**PROVIDED RECORDS:**
+ + +
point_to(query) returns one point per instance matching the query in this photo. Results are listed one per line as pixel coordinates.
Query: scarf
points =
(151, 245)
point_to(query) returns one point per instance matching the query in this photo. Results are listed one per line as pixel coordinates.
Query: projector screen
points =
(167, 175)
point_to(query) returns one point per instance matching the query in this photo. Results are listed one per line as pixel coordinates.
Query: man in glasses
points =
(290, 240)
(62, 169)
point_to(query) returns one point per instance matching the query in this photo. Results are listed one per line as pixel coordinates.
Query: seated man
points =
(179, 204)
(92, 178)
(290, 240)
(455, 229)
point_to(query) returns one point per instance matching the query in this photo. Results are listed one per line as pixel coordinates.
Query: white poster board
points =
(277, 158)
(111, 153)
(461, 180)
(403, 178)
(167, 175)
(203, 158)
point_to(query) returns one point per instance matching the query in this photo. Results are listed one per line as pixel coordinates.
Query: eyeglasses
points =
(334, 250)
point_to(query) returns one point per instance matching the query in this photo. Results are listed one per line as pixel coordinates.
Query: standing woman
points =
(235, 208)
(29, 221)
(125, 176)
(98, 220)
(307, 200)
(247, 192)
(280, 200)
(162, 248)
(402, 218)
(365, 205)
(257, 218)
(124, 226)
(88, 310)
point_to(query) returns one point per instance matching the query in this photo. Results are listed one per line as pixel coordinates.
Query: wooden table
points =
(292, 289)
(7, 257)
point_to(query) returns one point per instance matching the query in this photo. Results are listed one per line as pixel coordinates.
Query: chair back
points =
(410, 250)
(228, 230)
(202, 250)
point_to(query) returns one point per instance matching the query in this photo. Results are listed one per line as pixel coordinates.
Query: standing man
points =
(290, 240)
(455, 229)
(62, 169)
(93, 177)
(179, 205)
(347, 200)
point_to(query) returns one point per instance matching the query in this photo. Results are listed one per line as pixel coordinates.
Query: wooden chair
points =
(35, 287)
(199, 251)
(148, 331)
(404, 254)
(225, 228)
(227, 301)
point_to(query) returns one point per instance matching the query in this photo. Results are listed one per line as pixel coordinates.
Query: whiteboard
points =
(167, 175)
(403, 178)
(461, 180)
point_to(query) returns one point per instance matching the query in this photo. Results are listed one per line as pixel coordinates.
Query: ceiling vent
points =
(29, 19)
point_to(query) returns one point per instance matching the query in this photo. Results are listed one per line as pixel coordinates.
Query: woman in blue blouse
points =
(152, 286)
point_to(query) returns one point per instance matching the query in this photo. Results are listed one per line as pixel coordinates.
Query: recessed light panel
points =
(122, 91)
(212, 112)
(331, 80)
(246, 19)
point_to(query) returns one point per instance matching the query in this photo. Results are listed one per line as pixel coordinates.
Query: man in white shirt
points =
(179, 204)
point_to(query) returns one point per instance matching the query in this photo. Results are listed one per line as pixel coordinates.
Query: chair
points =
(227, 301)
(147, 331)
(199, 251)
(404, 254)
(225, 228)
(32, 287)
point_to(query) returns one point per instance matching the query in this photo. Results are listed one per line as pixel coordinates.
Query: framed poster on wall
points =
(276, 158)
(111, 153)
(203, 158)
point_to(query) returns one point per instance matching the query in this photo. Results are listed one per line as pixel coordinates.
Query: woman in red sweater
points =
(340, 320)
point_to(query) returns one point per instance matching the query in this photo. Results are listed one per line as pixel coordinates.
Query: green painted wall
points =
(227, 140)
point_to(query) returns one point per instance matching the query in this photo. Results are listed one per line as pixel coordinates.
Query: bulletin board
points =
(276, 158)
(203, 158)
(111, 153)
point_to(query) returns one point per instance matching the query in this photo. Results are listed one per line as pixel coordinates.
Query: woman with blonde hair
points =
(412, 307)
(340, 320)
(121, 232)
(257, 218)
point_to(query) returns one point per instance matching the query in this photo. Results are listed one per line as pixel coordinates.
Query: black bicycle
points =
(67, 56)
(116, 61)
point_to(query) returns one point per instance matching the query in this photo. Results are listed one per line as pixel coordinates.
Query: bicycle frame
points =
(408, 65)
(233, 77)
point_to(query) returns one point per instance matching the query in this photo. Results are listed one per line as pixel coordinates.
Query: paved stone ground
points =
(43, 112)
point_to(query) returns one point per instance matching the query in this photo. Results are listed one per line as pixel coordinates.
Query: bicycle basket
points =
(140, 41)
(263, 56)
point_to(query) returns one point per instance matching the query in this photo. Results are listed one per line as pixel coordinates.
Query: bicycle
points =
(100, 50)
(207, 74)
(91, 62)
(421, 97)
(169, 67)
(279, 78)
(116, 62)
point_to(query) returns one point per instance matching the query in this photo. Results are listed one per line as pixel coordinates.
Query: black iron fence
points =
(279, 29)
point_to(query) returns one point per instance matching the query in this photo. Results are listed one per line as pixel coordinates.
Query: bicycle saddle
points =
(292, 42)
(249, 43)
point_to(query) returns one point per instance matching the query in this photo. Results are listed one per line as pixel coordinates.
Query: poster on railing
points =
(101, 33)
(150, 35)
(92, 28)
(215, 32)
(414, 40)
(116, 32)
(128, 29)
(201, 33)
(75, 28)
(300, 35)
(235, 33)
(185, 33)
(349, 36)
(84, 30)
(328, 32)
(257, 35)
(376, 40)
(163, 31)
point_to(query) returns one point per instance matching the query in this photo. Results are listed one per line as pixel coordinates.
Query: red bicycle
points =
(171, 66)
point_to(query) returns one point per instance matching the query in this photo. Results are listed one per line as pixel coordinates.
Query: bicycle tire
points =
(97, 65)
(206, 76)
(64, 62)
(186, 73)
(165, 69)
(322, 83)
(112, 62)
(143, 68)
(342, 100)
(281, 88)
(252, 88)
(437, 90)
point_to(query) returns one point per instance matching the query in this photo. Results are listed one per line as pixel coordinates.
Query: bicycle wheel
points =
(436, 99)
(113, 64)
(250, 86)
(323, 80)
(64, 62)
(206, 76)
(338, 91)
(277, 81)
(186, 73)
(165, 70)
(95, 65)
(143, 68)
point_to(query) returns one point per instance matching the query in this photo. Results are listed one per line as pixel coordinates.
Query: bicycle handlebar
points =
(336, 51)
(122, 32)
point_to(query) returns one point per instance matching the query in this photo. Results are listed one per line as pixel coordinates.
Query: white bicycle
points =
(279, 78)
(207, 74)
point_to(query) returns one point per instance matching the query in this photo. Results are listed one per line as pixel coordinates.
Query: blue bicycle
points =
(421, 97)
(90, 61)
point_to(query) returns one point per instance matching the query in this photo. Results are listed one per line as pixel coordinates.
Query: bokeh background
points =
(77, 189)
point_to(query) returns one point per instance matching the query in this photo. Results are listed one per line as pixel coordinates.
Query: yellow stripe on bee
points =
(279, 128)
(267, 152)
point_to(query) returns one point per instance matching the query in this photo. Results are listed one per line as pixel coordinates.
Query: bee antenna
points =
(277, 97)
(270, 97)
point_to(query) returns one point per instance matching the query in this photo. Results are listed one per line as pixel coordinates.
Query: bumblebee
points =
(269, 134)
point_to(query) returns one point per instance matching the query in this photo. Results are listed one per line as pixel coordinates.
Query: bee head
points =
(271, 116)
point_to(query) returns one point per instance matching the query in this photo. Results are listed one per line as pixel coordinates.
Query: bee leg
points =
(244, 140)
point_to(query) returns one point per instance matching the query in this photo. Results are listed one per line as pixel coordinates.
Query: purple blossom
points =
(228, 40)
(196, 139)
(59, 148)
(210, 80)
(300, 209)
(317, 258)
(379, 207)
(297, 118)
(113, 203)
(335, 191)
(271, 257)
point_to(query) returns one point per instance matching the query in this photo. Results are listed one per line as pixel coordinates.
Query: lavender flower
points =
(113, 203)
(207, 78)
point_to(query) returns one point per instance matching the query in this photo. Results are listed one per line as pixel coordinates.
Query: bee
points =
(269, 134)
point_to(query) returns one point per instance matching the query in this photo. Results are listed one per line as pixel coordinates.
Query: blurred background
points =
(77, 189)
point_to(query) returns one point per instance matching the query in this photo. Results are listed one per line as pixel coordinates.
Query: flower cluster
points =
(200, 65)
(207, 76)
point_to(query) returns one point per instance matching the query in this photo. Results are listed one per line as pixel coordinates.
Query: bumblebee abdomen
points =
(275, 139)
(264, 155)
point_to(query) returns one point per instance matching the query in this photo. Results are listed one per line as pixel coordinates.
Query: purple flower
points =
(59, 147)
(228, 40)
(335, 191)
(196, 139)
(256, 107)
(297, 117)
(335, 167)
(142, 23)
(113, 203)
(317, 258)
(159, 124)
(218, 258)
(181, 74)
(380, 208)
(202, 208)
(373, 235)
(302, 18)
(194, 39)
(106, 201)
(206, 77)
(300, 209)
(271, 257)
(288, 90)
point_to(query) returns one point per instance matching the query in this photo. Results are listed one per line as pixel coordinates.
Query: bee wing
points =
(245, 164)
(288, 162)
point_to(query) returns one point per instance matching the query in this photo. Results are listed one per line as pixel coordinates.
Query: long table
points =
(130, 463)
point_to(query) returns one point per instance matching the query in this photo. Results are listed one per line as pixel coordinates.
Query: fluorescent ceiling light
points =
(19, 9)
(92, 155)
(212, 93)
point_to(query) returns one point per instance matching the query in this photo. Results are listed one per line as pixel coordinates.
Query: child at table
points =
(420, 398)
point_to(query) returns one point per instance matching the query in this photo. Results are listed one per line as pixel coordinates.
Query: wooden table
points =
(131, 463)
+ + +
**BRIEF:** In how many lines of the records does the word "standing" appear? Give the number alone.

**ANSWER:** 2